[start]

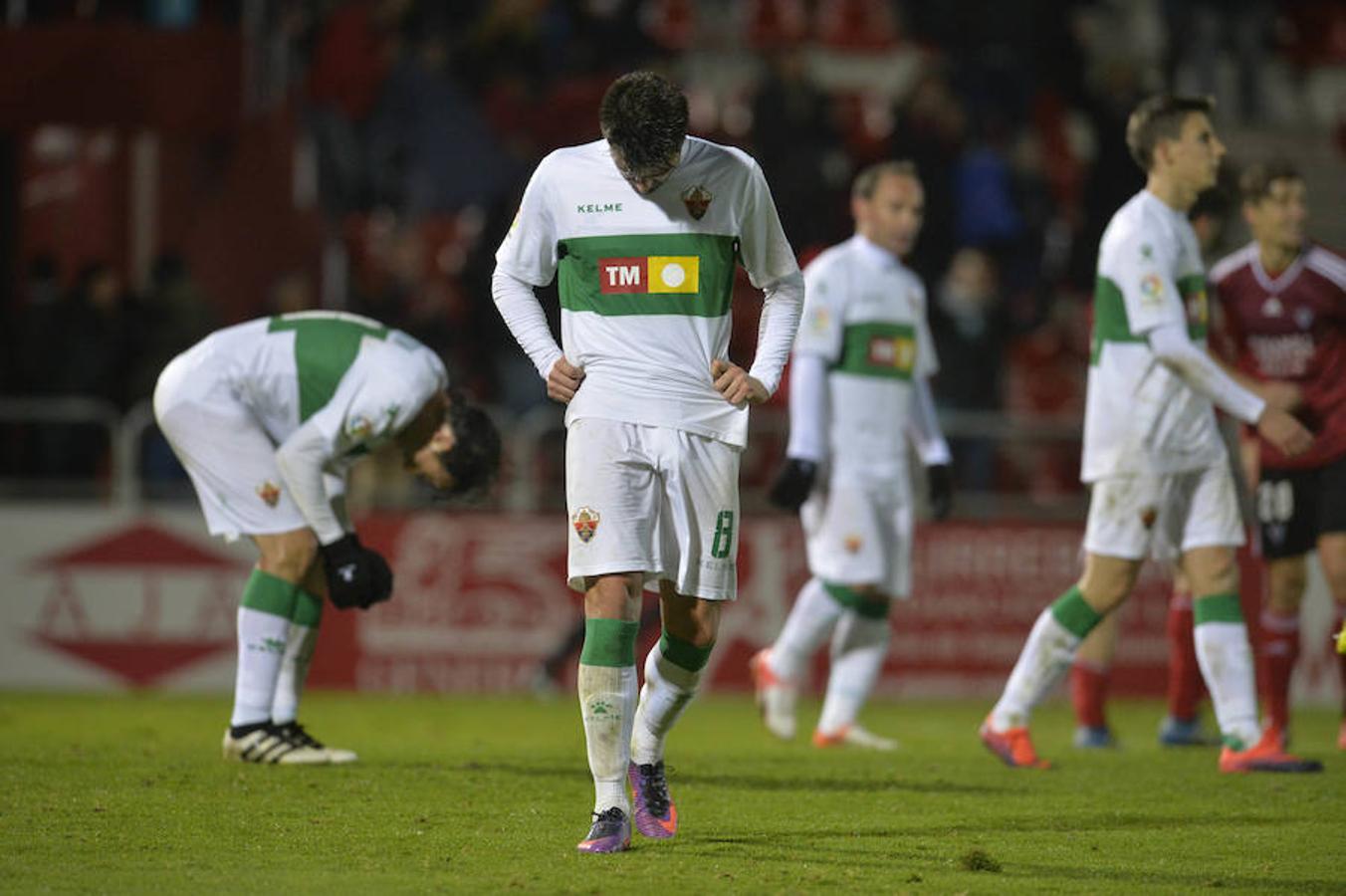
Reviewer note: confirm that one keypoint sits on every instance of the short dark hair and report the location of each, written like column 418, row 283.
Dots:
column 475, row 456
column 1257, row 178
column 1161, row 117
column 645, row 117
column 867, row 180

[end]

Set problem: Reproduce the listing above word for word, leaving out the pictures.

Output of the exercise:
Reviewer note: confirm that one keypoint sits on every instance of the short dark hair and report the location of each, written like column 418, row 283.
Dots:
column 475, row 456
column 1257, row 178
column 1161, row 117
column 645, row 117
column 867, row 180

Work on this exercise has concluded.